**Problema proposto:** Segundo o texto sobre os testes nucleares franceses na Argélia, por quanto tempo os Acordos de Evian permitiram à França utilizar os sítios no Saara?

**Texto de origem:**
Na realidade, o artigo 4.º da declaração de princípios dos Acordos de Evian, datado de 19 de março de 1962, relativo a questões militares, permitiu à França utilizar os sítios no Sahara até 1967:

“A França utilizará por um período de cinco anos os sítios que compõem as instalações de In Ekker, Reggane e todos de Colomb-Béchar-Hammaguir, cujo perímetro está marcado no mapa anexo, além dos correspondentes postos técnicos de rastreamento”.

No entanto, considerando o contexto, na época não houve negociação de quaisquer obrigações de desmantelamento completo, de remediação ambiental ou de monitoramento da saúde das pessoas na área. Como consequência,

“Após sete anos de experiências variadas, os dois locais em Reggane e em In Ekker foram entregues à Argélia sem fornecer nenhum procedimento para controlar e monitorar a radioatividade.” Parece mesmo que “as circunstâncias políticas, que levaram ao abandono desses dois locais, podem explicar a indiferença que tem sido demonstrada [pela França] em lidar com esses problemas. No entanto, o fato é que uma certa falta de preocupação foi demonstrada, para dizer o mínimo.”


Fotos antes e depois dos efeitos de uma explosão nuclear no material colocado em uma zona de lançamento na Argélia. (Foto: Relatório Radioatividade Sob a Areia).

A complexa relação pós-colonial entre estes dois países fez com que os impactos ambientais e sanitários dos testes nucleares saarianos nunca tenham dado origem a publicações oficiais e científicas ou à cooperação nesta matéria, quer por parte das autoridades políticas francesas quer da Argélia. É, portanto, impressionante notar quão pouco interesse as consequências ambientais e de saúde dos testes nucleares na Argélia despertaram ao longo de várias décadas, ao contrário do que aconteceu na Polinésia Francesa – onde a França realizou 193 testes nucleares. Ainda hoje, essas consequências continuam sendo um assunto complicado de se discutir.

**Extrato dos dados:**
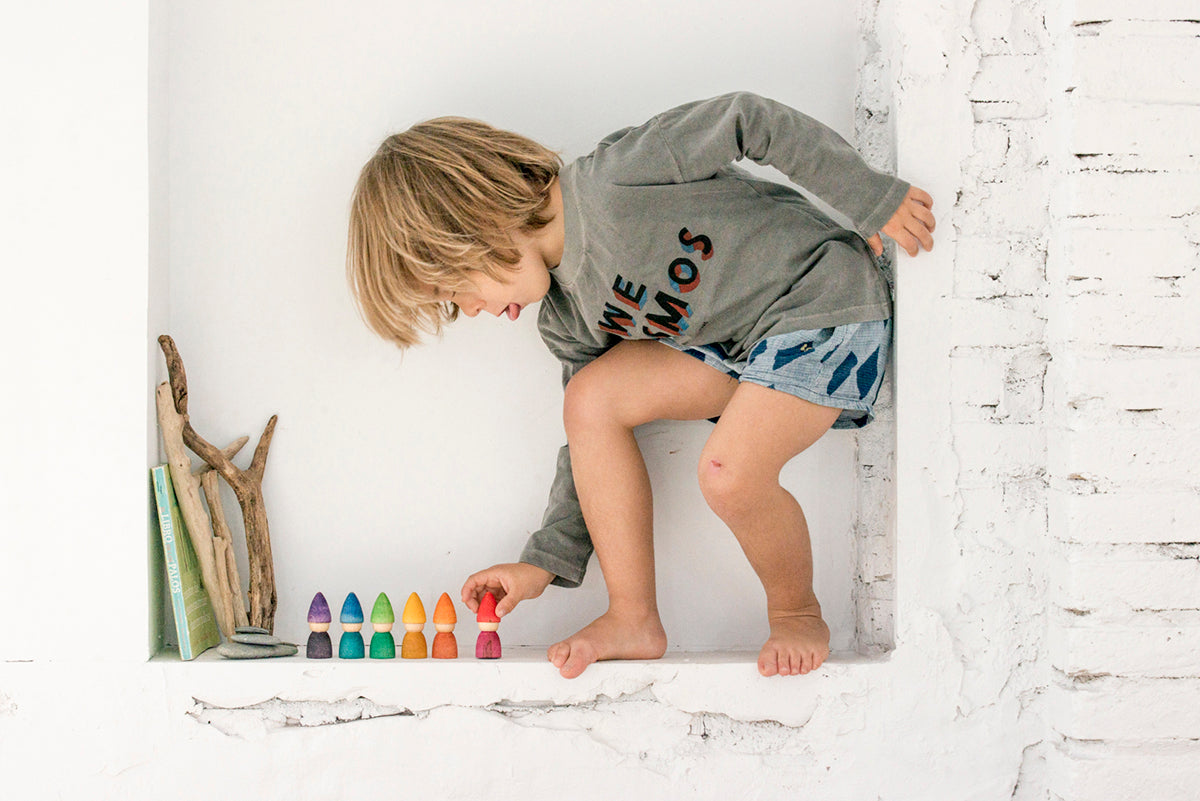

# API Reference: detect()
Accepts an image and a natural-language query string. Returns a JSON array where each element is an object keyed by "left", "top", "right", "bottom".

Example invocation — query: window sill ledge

**Resultado da tarefa:** Por um período de cinco anos, até 1967.